## Source excerpt:
The “at some point” part has begun to really grate on long-suffering Oilers fans, who are tired of empty promises of greatness at some vague time in the foggy future.
Interestingly, Crosby’s take on his own growth as a player provides lessons for the likes of Hall, Eberle, Ryan Nugent-Hopkins and Justin Schultz.
“I remember that Mike Therrien (current Montreal Canadiens and former Penguins’ head coach) was pretty persistent about us younger guys, (Malkin) and (Jordan Staal) about being really responsible both ways,” Crosby said. “I think as a young guy, at the time, you might not realize how important it is, but as you get older you realize it’s really important and you can’t just turn it on like a switch when you want to. It’s kind of got to be instilled.
“I think (there’s) a continuation with Dan and the way he coaches, and what he expects, especially of centremen and playing 200 feet. So, yeah I think it’s kind of been a gradual thing.”
The Oilers young talents have been gradually exposed to the same principles of responsible hockey by Pat Quinn, Tom Renney, Ralph Krueger and now rookie NHL head coach Dallas Eakins. If the learning curve is being fast-tracked, it is not apparent to most Edmonton hockey observers. Not at all.
By the way, along with a gaggle of schoolkids, some friends and family, and a larger-than-usual media contingent for a visiting team, Eakins himself took a seat and watched the Penguins practice on Thursday afternoon.
He should have brought several of his players, as well. This was a seminar in excellence, in every way.

## Extracted data:
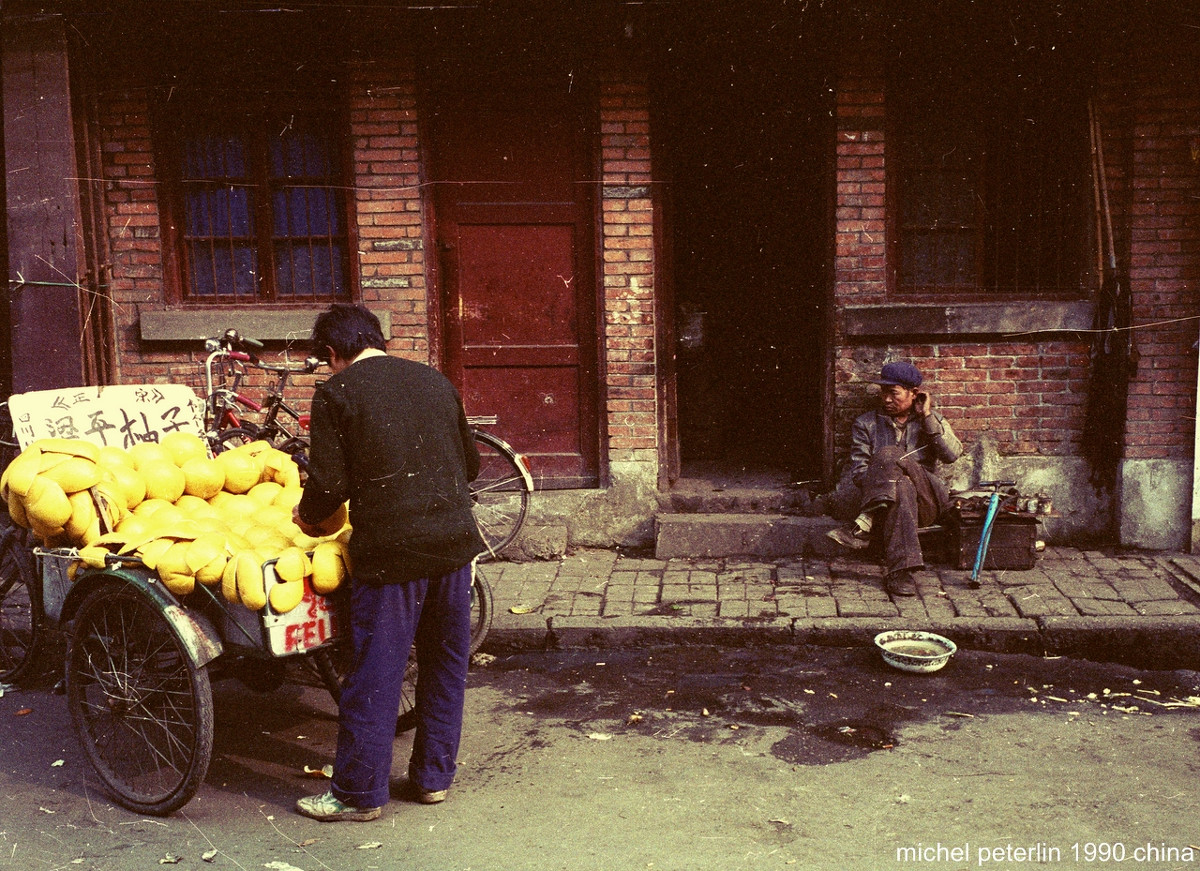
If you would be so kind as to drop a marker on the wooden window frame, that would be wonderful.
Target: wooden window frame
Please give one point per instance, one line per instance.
(255, 119)
(989, 168)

## What is asked:
• a. From the hockey excerpt above, set down the passage from "By the way, along" to "on Thursday afternoon.".
• b. Name every coach that the hockey excerpt says has exposed the Oilers' young talents to the principles of responsible hockey.
• c. Answer these questions from the hockey excerpt:
(i) Besides Crosby, which two younger players does he say Mike Therrien was persistent with?
(ii) When did Eakins watch the Penguins practice?
(iii) What does the last paragraph call the practice?

## Set of answers:
• a.
By the way, along with a gaggle of schoolkids, some friends and family, and a larger-than-usual media contingent for a visiting team, Eakins himself took a seat and watched the Penguins practice on Thursday afternoon.

• b. Pat Quinn, Tom Renney, Ralph Krueger, Dallas Eakins

• c.
(i) Malkin and Jordan Staal
(ii) Thursday afternoon
(iii) A seminar in excellence